Region pointing data:
== Segment start ==

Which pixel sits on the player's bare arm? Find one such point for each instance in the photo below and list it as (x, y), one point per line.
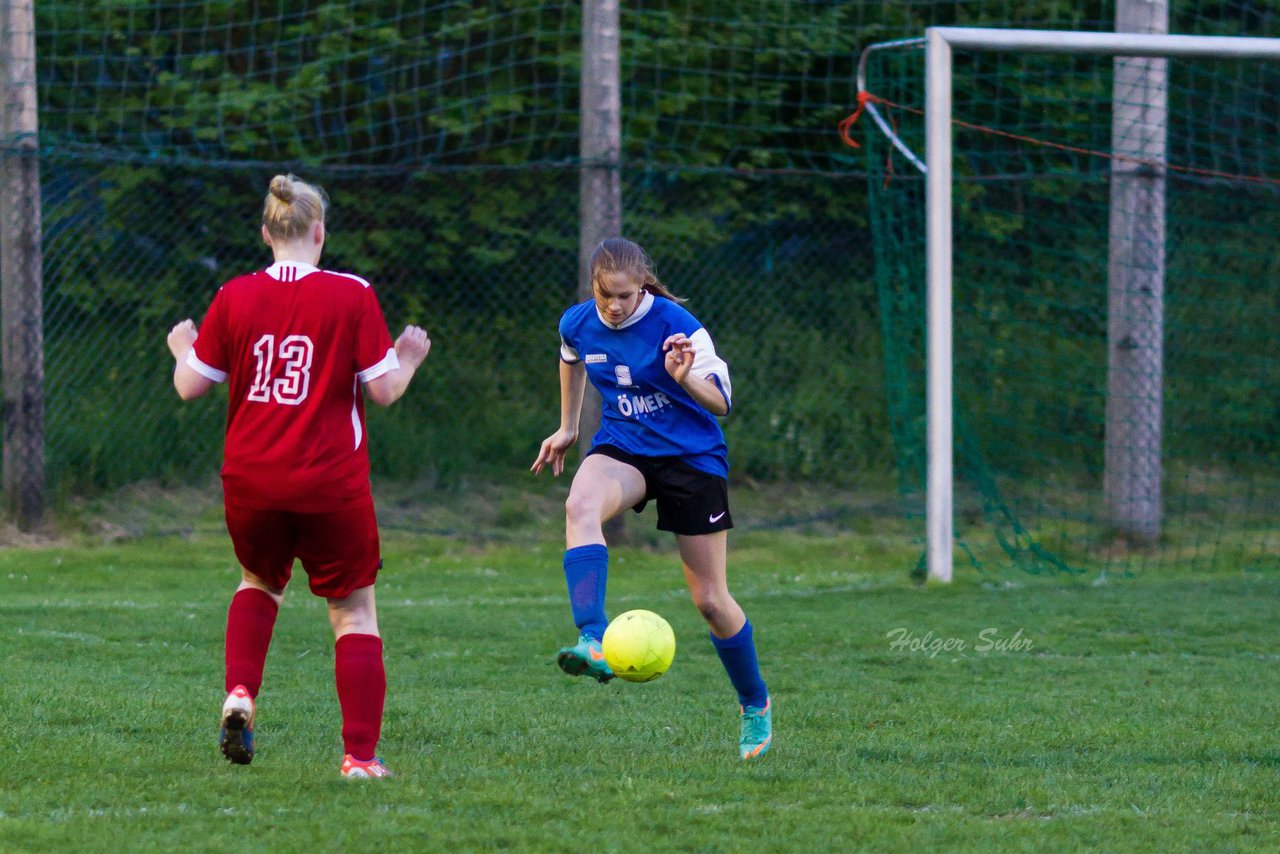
(188, 383)
(557, 444)
(679, 361)
(411, 350)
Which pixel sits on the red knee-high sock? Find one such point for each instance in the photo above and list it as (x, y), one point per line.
(357, 667)
(250, 621)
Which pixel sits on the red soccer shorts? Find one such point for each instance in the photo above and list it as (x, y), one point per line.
(339, 549)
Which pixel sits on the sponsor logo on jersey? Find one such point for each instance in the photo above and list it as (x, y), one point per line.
(638, 405)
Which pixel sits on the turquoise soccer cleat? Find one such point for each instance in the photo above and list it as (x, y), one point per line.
(757, 731)
(585, 658)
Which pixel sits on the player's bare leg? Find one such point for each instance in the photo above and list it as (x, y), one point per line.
(602, 489)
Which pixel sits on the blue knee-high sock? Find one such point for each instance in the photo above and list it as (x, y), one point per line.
(586, 567)
(737, 654)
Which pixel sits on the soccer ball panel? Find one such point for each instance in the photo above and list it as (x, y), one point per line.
(639, 645)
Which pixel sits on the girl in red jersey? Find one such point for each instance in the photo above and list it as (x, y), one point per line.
(295, 345)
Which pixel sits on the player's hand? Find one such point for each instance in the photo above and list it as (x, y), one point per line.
(412, 346)
(182, 338)
(553, 451)
(680, 356)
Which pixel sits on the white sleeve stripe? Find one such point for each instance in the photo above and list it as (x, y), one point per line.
(350, 275)
(208, 371)
(708, 365)
(388, 362)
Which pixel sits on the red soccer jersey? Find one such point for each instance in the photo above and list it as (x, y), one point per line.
(295, 343)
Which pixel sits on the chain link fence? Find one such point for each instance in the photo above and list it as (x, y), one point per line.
(131, 250)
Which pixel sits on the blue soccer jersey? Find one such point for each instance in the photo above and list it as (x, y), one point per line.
(645, 411)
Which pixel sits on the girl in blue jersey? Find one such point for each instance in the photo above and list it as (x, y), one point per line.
(662, 387)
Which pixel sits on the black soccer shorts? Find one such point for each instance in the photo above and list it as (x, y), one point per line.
(690, 501)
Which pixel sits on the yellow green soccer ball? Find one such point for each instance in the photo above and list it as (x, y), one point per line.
(639, 645)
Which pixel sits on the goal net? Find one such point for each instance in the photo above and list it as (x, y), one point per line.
(1114, 307)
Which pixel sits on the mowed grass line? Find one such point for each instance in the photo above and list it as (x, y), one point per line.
(1142, 717)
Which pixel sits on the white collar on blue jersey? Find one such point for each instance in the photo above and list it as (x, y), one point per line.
(289, 270)
(641, 310)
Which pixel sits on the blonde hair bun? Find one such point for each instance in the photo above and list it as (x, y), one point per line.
(282, 187)
(292, 206)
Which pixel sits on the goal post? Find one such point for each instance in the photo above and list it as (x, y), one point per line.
(940, 42)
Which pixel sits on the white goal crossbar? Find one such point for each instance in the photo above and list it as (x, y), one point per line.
(938, 45)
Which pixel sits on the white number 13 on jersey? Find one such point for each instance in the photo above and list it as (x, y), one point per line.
(291, 387)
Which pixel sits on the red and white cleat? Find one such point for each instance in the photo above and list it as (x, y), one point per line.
(364, 768)
(237, 734)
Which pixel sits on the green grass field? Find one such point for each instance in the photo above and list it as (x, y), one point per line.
(1141, 717)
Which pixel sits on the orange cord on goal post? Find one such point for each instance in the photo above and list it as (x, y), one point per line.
(864, 97)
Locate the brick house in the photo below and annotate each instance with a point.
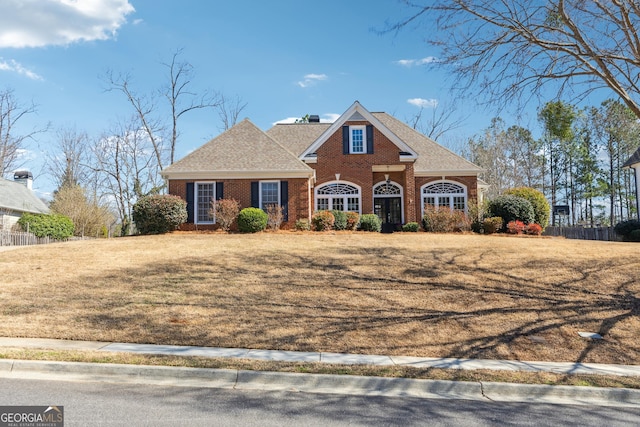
(364, 162)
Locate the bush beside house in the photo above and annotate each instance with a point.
(55, 226)
(252, 220)
(158, 214)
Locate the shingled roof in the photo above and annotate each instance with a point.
(433, 158)
(16, 197)
(244, 151)
(297, 137)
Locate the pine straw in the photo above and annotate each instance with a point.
(414, 294)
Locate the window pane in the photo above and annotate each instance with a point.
(323, 204)
(430, 201)
(205, 196)
(353, 204)
(357, 141)
(269, 194)
(338, 204)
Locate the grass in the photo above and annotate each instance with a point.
(415, 294)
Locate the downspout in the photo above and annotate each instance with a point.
(636, 173)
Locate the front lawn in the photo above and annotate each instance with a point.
(416, 294)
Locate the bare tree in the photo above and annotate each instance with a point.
(13, 141)
(507, 50)
(229, 111)
(181, 99)
(440, 122)
(68, 164)
(146, 110)
(125, 168)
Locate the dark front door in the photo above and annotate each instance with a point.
(388, 209)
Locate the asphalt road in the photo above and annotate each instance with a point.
(107, 404)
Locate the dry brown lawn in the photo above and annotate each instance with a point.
(402, 294)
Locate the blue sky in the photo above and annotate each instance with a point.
(283, 58)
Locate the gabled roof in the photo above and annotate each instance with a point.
(297, 137)
(362, 113)
(433, 159)
(244, 151)
(634, 159)
(16, 197)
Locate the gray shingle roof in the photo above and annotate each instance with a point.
(242, 149)
(432, 157)
(297, 137)
(16, 197)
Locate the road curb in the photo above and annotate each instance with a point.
(317, 383)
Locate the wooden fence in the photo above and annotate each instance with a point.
(19, 238)
(583, 233)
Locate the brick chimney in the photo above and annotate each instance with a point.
(25, 178)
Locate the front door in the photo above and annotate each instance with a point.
(388, 209)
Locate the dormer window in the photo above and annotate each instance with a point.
(357, 137)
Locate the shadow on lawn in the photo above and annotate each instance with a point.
(431, 303)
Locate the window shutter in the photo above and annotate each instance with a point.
(345, 139)
(219, 190)
(284, 200)
(370, 139)
(255, 194)
(190, 204)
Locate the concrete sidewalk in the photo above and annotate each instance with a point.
(317, 383)
(332, 358)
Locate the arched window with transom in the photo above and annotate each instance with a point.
(388, 202)
(449, 194)
(338, 195)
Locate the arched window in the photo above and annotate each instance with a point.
(444, 194)
(388, 202)
(341, 196)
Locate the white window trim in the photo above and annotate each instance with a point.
(343, 196)
(388, 196)
(364, 139)
(196, 202)
(260, 191)
(465, 194)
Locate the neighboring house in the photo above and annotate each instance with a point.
(634, 163)
(16, 198)
(363, 162)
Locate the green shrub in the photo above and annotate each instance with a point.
(56, 226)
(412, 227)
(541, 207)
(512, 208)
(340, 220)
(492, 225)
(353, 218)
(370, 222)
(444, 220)
(303, 224)
(533, 229)
(322, 221)
(225, 211)
(157, 214)
(252, 220)
(626, 228)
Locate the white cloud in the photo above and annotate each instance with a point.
(38, 23)
(16, 67)
(312, 79)
(416, 62)
(423, 103)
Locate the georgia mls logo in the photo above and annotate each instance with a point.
(31, 416)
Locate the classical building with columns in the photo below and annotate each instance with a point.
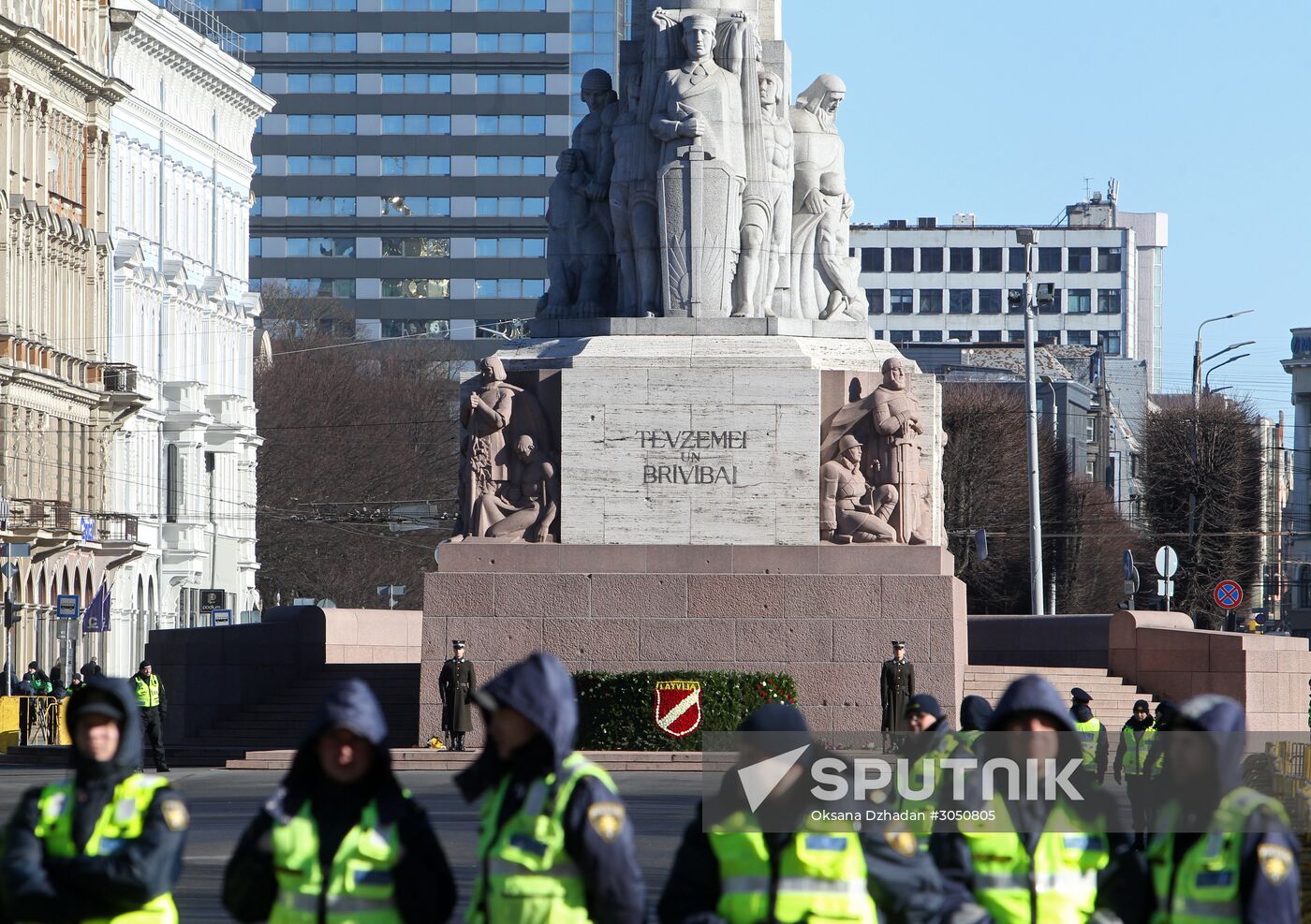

== Segment end ==

◆ **What needs to be done**:
Could the entries above be written out word for word, pictures excluded?

◆ **Written response**:
Which pixel sits on the player's bare arm? Find one such point for each instance in the photo below and list it as (x, y), one point per line.
(188, 383)
(557, 444)
(679, 361)
(411, 350)
Which pixel sits on the red knee-high sock? Find one such point for each instance in the photo above and list it as (x, y), one point per line.
(357, 667)
(250, 621)
Which pixel sits on the red soccer shorts? Find one such point for each instance in the photo above and list it as (x, y), one point per line.
(339, 549)
Which pixel sits on the sponsor logo on jersey? Find one such point for each instance in the photo above and list it as (x, y), one point per line.
(638, 405)
Which pixel sits on the turquoise soccer cleat? Find one such point for each instance in the photo above and list it as (x, y), one point per line.
(757, 731)
(585, 658)
Which pixel sits on the player's bare leg? Find one such point for each instance in the photo above and list it as (x, y), one point per line.
(602, 489)
Which pixel sits on the blue knee-high sock? Find one such point for each instance in the photo above and list it as (x, y), one point per line.
(586, 567)
(737, 654)
Which pixel sits on the soccer ball panel? Find one such point for each instance in the photo above and list it as (x, y), one point per line.
(639, 645)
Which pixel sits on the girl in red jersey? Find one such point for each instance in the photo above and list it as (x, y), one point per line.
(295, 345)
Which pixel sits on the player's hand? Find one such point for each instance in the photo above and list it as (x, y), one point per line.
(412, 346)
(182, 338)
(553, 451)
(680, 356)
Which pixel sits on the white sleeve stripe? Find one such point for each instance in the photo above and list it as (x, y), one point per line.
(350, 275)
(208, 371)
(708, 365)
(388, 362)
Which pixel sits on the red soccer jersey? Find one such point for each instance in the photo above and list it as (x, y), one point per line.
(295, 343)
Which pixel sits on the chain link fence? Find one such point for each instance in the photo above and list it as (x, y), one point per line.
(131, 250)
Which pixel sits on the blue soccer jersey? Find one such point for each instance in the photo above and list it as (x, y), one point per line.
(645, 411)
Which pixel sits on the girl in blue jersey? Find one such point for each instance in the photo above and list it as (x, y), one point per line.
(662, 387)
Which pixel sits on the black soccer shorts? Find one such point for each instance in the photo above and list it as (x, y), one point per line.
(690, 501)
Which pixel sits on the yellow green soccer ball? Find one such point for each instance in the photo above and list it as (x, y), one point per line.
(639, 645)
Which pixel sits on the goal net? Find one such point for each instance in the photo above and list it as (x, y), one point per line.
(1114, 307)
Which pixel sits on the mowed grass line? Find one such point for each instance in the photo above and list it as (x, y), one point per line.
(1142, 717)
Which pixel sits on the white collar on blue jersey? Find one such point for each instance in the photo above and list it as (x, y), one point per line.
(289, 270)
(641, 310)
Which pixel sits on the blonde hair bun? Find one such point for each instance in the photo above and list it as (x, y), one point per line.
(282, 187)
(292, 206)
Which pixel sits on the goal post? Find one such point for each instance in the photo above and list it as (x, y), one point per line.
(940, 42)
Which pixel sits on the white goal crossbar? Find one such point for each instance in the photo above and list it as (x, y), one point per line.
(938, 45)
Which pixel sits on the white number 13 on jersey? Find one such point for each instance in the photo above and list it as (x, y), one point per line.
(291, 387)
Which pixel sits on the red and white cleat? Find one such point for each instance in the photo above and list it as (x, y), one point per line.
(364, 768)
(237, 734)
Which pixel sits on the green grass field? Find one such point for each instance in the photo above and list it as (x, y), one point per line.
(1141, 717)
Which pixel sits on the orange cord on goal post? Find one such point for each instance in the photo above and list it as (x, y), one point per line.
(864, 97)
Locate the brick house in the photo below and annotate each instance with a point.
(364, 162)
Locate the bush beside house in the photo above and annotate each instance with a point.
(55, 226)
(252, 220)
(158, 214)
Locate the shingled roof in the photo above and annotate each instance with a point.
(433, 158)
(16, 197)
(244, 151)
(297, 137)
Locate the pine straw in the photo above and annotate each instance with a point.
(414, 294)
Locate the window pane in the photo above and annotate each instance with a point.
(323, 204)
(430, 201)
(205, 196)
(353, 204)
(357, 141)
(269, 194)
(338, 204)
Locate the grass in the photo above and annotate each instance with a point.
(415, 294)
Locate the downspout in the photo above and annotate each instance with a point.
(636, 173)
Locate the front lawn in the photo above and annotate each instance with a point.
(416, 294)
Locate the bare tree in the photo above and annotate each instance with a point.
(13, 141)
(507, 50)
(229, 111)
(181, 99)
(440, 122)
(68, 164)
(146, 110)
(125, 168)
Locate the dark front door in the photo above and annotate each instance with a point.
(388, 209)
Locate the asphalt road in the photo above and annotate each instance with a point.
(107, 404)
Locate the dry brown lawn in the photo above and annotate each instance with a point.
(402, 294)
Locate the blue sky in the photo above and annotate each instance with a point.
(283, 58)
Locate the gabled roof in the photo above and annotate each instance with a point.
(297, 137)
(362, 113)
(433, 159)
(244, 151)
(634, 159)
(16, 197)
Locate the gray shingle roof in the photo above and annotate each instance with a point.
(242, 149)
(432, 157)
(297, 137)
(16, 197)
Locate the road curb in the photo above and annotate each instance with a point.
(317, 383)
Locate the wooden fence in the photo above and annotate each instance with a point.
(19, 238)
(583, 233)
Locate the brick chimney in the photo above and annotate each instance with a point.
(25, 178)
Locate the front door in the photo above and annotate each instance with a point.
(388, 209)
Locate the dormer window in the photo above and annotate each instance with a point.
(357, 137)
Locate the shadow on lawn in the photo above and annotate each instance with a point.
(431, 303)
Locate the window shutter in the photo above and annotate each instance with a point.
(345, 139)
(219, 190)
(284, 200)
(370, 139)
(255, 194)
(190, 204)
Locate the concrete sidewalk in the photo above and annotate each instance with a point.
(317, 383)
(332, 358)
Locate the arched window with transom in the photo above and annotate each instance with a point.
(388, 202)
(449, 194)
(338, 195)
Locate the arched window in the photo above and annotate each instance with a point.
(444, 194)
(388, 202)
(341, 196)
Locate the white window trim in the photo above and annotate each instance with a point.
(343, 196)
(388, 196)
(364, 139)
(196, 202)
(260, 191)
(465, 194)
Locate the neighboring house in the photo above and annotate each instance with a point.
(634, 163)
(16, 198)
(363, 162)
Locate the green shrub in the photo above and annotate each instance with a point.
(56, 226)
(412, 227)
(541, 207)
(512, 208)
(340, 220)
(492, 225)
(353, 218)
(370, 222)
(444, 220)
(303, 224)
(533, 229)
(322, 221)
(225, 211)
(157, 214)
(252, 220)
(626, 228)
Locate the white cloud in the photo above and annotate each instance with a point.
(38, 23)
(16, 67)
(312, 79)
(416, 62)
(423, 103)
Locate the georgia mls logo in the photo above and annotate each instance with a point.
(31, 416)
Locate the classical building with columns in the photo below and annotate each instance with a point.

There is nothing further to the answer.